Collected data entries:
________________________
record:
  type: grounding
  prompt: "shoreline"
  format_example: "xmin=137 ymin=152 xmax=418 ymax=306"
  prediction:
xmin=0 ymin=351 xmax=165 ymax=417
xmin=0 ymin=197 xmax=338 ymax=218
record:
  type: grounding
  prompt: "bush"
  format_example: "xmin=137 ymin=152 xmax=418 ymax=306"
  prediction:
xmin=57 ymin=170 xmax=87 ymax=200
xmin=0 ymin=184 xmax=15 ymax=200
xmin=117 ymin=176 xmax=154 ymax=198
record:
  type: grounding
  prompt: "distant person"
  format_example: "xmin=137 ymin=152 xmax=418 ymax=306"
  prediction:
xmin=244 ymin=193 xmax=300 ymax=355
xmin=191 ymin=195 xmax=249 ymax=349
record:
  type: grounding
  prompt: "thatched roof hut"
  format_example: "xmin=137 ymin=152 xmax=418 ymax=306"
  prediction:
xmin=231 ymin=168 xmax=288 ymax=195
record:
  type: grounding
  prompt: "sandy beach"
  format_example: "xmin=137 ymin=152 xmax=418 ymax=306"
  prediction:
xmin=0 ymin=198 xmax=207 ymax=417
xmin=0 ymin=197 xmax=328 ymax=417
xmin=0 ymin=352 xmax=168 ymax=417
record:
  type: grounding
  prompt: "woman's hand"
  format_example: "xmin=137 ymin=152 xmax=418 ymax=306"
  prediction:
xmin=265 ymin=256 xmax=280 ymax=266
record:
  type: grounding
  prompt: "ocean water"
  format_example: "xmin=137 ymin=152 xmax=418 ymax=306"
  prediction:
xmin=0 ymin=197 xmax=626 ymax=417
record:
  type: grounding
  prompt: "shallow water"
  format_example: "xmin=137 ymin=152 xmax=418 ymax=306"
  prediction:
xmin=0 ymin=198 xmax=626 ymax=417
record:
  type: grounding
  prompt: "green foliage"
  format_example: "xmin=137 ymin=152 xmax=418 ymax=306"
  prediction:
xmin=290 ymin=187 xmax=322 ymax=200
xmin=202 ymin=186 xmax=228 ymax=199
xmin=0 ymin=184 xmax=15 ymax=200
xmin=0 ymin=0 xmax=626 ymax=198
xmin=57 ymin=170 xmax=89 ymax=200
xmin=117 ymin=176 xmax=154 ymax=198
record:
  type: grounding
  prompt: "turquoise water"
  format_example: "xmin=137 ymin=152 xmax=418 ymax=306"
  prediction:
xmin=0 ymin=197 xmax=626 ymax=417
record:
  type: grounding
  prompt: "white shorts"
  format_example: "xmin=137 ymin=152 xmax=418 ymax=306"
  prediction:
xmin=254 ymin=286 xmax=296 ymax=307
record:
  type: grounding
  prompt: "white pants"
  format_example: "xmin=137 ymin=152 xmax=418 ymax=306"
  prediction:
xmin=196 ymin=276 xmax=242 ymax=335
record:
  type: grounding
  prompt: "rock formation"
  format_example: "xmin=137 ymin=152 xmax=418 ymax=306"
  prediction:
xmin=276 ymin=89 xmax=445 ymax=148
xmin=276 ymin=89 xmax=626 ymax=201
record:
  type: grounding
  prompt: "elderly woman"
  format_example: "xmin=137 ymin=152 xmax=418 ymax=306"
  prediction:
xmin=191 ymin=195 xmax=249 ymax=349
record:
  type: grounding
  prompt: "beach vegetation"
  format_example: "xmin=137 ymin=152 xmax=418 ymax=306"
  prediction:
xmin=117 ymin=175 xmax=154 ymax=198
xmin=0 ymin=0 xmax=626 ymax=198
________________________
Collect every line in the data above that contains the string "white", and list each one in full.

  prompt: "white shorts"
  prompt: "white pants"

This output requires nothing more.